— BEGIN —
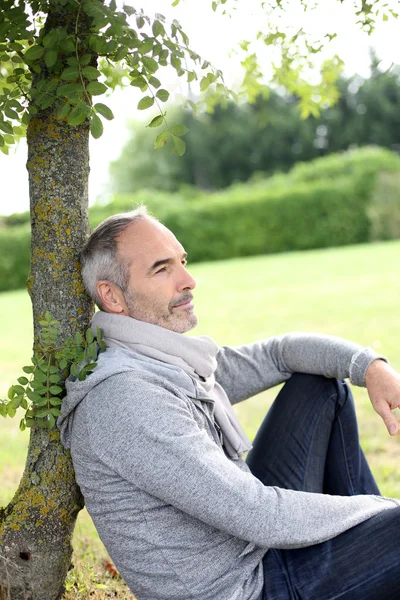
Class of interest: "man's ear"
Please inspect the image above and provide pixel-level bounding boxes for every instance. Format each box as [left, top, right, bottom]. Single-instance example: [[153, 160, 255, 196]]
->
[[96, 281, 129, 315]]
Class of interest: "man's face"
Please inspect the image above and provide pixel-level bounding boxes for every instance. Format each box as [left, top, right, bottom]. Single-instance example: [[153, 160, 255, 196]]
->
[[118, 218, 198, 333]]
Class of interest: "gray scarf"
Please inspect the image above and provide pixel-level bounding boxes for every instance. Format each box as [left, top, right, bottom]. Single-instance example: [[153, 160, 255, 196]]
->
[[91, 311, 251, 459]]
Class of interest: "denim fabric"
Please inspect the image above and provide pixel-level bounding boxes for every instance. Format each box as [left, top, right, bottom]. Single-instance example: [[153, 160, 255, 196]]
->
[[247, 374, 400, 600]]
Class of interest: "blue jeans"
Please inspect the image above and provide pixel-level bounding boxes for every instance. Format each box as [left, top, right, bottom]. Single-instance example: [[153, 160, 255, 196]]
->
[[247, 374, 400, 600]]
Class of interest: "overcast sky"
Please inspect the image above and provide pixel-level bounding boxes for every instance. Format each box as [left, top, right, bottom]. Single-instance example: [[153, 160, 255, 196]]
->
[[0, 0, 400, 214]]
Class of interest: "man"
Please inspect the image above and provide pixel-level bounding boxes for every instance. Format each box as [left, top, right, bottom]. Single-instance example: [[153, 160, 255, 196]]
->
[[59, 208, 400, 600]]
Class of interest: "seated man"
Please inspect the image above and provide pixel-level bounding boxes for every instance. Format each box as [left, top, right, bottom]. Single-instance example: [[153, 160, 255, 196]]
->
[[58, 208, 400, 600]]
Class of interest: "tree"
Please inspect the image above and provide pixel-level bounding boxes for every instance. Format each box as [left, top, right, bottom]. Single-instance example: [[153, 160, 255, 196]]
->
[[110, 57, 400, 197], [0, 0, 396, 600]]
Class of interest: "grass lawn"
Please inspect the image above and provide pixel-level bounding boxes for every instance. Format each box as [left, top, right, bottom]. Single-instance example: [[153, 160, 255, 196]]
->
[[0, 242, 400, 600]]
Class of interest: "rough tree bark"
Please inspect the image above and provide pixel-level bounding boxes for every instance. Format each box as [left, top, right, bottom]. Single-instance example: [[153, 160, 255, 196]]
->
[[0, 3, 92, 600]]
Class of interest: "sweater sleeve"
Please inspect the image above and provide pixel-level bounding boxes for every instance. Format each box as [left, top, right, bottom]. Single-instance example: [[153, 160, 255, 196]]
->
[[88, 373, 395, 548], [216, 333, 387, 404]]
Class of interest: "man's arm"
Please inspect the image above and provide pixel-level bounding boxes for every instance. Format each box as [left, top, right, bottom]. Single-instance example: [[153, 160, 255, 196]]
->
[[216, 333, 386, 404], [216, 333, 400, 435], [365, 360, 400, 435]]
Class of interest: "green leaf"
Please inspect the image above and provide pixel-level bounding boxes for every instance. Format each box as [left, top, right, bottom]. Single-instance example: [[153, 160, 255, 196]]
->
[[50, 385, 63, 396], [138, 96, 154, 110], [82, 66, 101, 79], [24, 44, 44, 62], [142, 56, 158, 73], [154, 129, 171, 149], [44, 50, 58, 68], [93, 102, 114, 121], [172, 134, 186, 156], [43, 29, 59, 48], [13, 382, 24, 395], [4, 107, 19, 119], [79, 54, 93, 67], [138, 39, 153, 54], [156, 89, 169, 102], [35, 406, 50, 418], [49, 398, 62, 406], [152, 20, 165, 37], [149, 75, 161, 89], [67, 105, 86, 127], [85, 328, 94, 344], [57, 83, 83, 99], [90, 115, 103, 139], [130, 77, 148, 92], [7, 404, 17, 418], [0, 121, 14, 135], [35, 371, 47, 383], [86, 81, 107, 96], [147, 115, 164, 127], [60, 37, 76, 52], [57, 102, 71, 119], [200, 77, 211, 92], [61, 67, 79, 81]]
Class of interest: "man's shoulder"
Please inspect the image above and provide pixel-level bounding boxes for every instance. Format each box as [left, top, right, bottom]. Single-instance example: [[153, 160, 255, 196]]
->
[[94, 348, 194, 395]]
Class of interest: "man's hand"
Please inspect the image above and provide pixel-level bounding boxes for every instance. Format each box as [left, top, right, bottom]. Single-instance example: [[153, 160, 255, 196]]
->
[[365, 360, 400, 435]]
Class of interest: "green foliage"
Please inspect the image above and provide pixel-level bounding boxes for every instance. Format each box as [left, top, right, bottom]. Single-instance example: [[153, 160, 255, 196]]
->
[[110, 64, 400, 193], [0, 225, 30, 291], [0, 0, 231, 155], [367, 172, 400, 240], [0, 312, 106, 431], [0, 147, 400, 289]]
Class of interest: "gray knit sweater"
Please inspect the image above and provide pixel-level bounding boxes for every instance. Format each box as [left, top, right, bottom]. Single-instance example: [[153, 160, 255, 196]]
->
[[58, 334, 397, 600]]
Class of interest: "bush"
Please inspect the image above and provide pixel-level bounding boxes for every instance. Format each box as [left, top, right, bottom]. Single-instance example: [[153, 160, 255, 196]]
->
[[0, 148, 400, 290], [0, 225, 30, 292], [367, 172, 400, 240], [164, 177, 369, 262]]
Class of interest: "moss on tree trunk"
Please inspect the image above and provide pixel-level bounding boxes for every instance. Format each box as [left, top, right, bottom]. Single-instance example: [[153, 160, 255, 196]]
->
[[0, 5, 92, 600]]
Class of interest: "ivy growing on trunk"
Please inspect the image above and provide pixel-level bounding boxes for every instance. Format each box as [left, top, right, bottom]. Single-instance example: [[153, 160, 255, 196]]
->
[[0, 0, 397, 600]]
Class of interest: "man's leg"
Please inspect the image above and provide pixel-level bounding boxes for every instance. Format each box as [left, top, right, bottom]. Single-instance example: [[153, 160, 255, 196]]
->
[[264, 507, 400, 600], [247, 374, 394, 600], [247, 374, 379, 496]]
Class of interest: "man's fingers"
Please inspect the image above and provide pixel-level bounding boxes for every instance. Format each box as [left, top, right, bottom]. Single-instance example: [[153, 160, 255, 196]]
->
[[375, 400, 399, 435]]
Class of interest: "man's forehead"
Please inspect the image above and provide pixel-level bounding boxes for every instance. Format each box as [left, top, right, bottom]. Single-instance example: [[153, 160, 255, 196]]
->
[[118, 218, 185, 262]]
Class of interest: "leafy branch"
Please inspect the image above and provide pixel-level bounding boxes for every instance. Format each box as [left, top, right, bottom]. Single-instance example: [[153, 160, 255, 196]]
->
[[0, 312, 106, 431]]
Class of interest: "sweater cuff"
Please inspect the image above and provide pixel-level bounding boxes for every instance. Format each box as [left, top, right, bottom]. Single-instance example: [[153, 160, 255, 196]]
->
[[349, 348, 389, 387]]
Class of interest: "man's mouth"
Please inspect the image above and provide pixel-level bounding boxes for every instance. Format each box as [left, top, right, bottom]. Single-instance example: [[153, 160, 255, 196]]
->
[[172, 296, 193, 308]]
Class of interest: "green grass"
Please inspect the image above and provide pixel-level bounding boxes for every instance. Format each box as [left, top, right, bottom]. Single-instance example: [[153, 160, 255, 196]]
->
[[0, 242, 400, 600]]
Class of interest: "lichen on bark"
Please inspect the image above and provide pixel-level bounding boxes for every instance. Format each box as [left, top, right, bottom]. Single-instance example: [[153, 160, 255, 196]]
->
[[0, 4, 93, 600]]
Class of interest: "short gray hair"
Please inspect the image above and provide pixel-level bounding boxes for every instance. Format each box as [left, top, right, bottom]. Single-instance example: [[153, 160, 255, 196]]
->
[[81, 206, 156, 309]]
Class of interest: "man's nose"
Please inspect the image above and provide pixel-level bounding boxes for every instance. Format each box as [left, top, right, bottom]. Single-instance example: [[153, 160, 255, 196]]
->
[[179, 265, 196, 291]]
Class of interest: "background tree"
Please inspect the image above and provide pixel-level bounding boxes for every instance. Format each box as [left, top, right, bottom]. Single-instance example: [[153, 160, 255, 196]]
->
[[0, 0, 396, 600], [110, 57, 400, 197]]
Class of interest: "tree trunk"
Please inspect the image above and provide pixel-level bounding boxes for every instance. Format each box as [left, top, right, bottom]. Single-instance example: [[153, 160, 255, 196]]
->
[[0, 7, 92, 600]]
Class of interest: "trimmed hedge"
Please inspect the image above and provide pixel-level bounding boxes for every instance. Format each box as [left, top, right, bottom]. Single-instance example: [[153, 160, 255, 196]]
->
[[0, 148, 400, 291], [163, 177, 370, 262], [0, 225, 31, 292]]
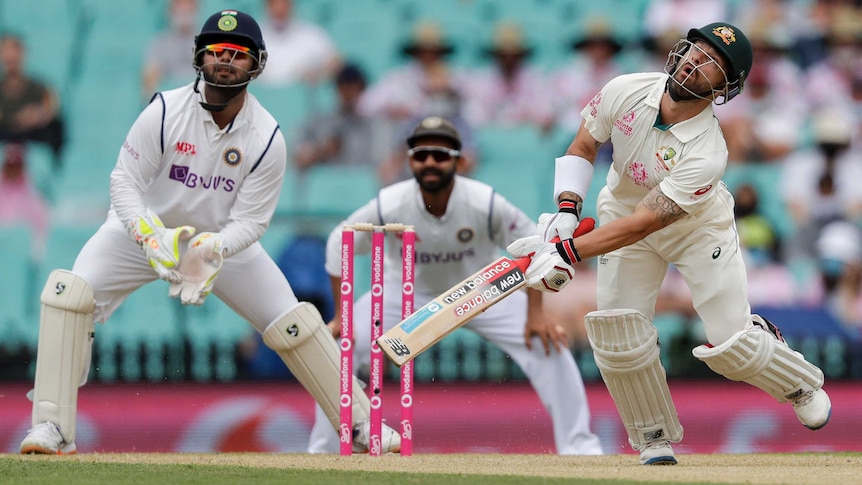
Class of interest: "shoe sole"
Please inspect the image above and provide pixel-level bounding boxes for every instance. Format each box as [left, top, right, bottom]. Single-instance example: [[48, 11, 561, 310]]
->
[[21, 445, 78, 455], [643, 456, 676, 465]]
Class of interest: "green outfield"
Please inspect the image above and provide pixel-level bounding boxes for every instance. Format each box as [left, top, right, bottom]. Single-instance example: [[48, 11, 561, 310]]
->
[[0, 453, 862, 485]]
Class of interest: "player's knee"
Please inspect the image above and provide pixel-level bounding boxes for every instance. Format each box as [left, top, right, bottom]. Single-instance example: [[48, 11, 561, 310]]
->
[[40, 269, 96, 314], [263, 302, 326, 352]]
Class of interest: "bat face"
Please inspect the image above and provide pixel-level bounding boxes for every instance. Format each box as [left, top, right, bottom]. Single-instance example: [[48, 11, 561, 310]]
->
[[377, 257, 530, 366], [377, 217, 596, 367]]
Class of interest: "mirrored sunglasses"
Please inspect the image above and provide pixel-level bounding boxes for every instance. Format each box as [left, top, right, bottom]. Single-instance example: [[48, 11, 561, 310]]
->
[[204, 42, 251, 55], [407, 147, 461, 163]]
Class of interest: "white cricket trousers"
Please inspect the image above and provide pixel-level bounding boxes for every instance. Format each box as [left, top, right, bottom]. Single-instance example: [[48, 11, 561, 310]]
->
[[592, 185, 752, 345], [308, 281, 602, 455]]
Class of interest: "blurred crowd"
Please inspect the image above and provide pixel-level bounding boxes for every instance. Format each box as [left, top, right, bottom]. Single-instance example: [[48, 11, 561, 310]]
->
[[0, 0, 862, 344]]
— END —
◆ TASK DETAILS
Write out the listing again from its start up to and including the line with "[[91, 311, 251, 459]]", requests included, multiplying every bounding-box coordinate in the answers by 1.45 and rounding to whole numbers, with halves rounded up. Leave the numbers in the requests and their format samples unchanged, and omit the pictures.

◆ OUTPUT OF THE EXERCISE
Class of interest: "man's ear"
Please inspect the image above and provide pixel-level bounding boxes for every instance. Format each box as [left, top, right, bottom]. Single-instance example: [[153, 160, 255, 196]]
->
[[139, 407, 187, 457]]
Class of interest: "man's face"
Please inspect the image above and provide pixel-level bounding boxes for every instance. Format each box as [left, top, right, bottom]. Single-instance example: [[153, 160, 255, 196]]
->
[[171, 316, 287, 483]]
Class of interest: "gray scarf"
Please inspect the image above and provide pixel-level bounding boxes for every instance. Format each box as [left, top, right, bottom]. Single-instance example: [[153, 160, 255, 196]]
->
[[132, 451, 364, 666]]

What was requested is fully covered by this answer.